WHAT IS NEEDED:
Write all of the lines below out again, exactly as they stand.
========================================================================
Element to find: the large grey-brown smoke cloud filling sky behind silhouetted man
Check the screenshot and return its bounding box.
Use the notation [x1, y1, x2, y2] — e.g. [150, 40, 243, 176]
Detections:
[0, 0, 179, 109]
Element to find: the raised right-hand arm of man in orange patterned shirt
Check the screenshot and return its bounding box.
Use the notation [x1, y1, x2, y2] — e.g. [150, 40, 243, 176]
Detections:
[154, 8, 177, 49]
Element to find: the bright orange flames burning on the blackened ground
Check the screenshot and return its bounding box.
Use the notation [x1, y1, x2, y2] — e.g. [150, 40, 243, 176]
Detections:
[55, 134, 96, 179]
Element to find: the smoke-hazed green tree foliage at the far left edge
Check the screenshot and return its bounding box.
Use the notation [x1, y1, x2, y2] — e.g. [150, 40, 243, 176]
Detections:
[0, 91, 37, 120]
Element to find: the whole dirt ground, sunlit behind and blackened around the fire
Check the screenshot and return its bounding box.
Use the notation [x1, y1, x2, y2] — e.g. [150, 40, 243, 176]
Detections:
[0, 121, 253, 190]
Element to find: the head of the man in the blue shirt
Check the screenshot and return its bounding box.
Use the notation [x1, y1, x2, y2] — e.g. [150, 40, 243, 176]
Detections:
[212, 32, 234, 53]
========================================================================
ANSWER BOX:
Element to find: the large grey-brown smoke cloud filling sky behind silhouetted man
Check the screenshot and return its bounding box.
Use the notation [x1, y1, x2, y2] — e.g. [150, 40, 243, 176]
Detections:
[0, 0, 179, 109]
Element to find: the raised right-hand arm of man in orange patterned shirt
Check the screenshot and return its bounding box.
Use the notation [x1, y1, x2, y2] — e.g. [150, 40, 243, 176]
Detections:
[154, 8, 177, 49]
Element to find: the bright orange flames burning on the blackened ground
Check the screenshot and return its bounding box.
Use the notation [x1, y1, x2, y2] — e.g. [150, 40, 243, 176]
Detections:
[55, 134, 96, 179]
Element to find: the smoke-hazed green tree foliage at the far left edge
Check the screenshot and return its bounding box.
Use the notation [x1, y1, x2, y2] — e.g. [150, 40, 243, 176]
Detections:
[0, 91, 37, 120]
Element to find: the whole dirt ground, sunlit behind and blackened around the fire
Check the screenshot and return its bounding box.
Use the notation [x1, y1, x2, y2] — e.g. [150, 40, 243, 176]
Detections:
[0, 121, 253, 190]
Element to find: the head of the man in the blue shirt
Check the screenshot and return its bounding box.
Use the notation [x1, y1, x2, y2] — e.g. [150, 40, 243, 176]
Detections:
[212, 32, 234, 53]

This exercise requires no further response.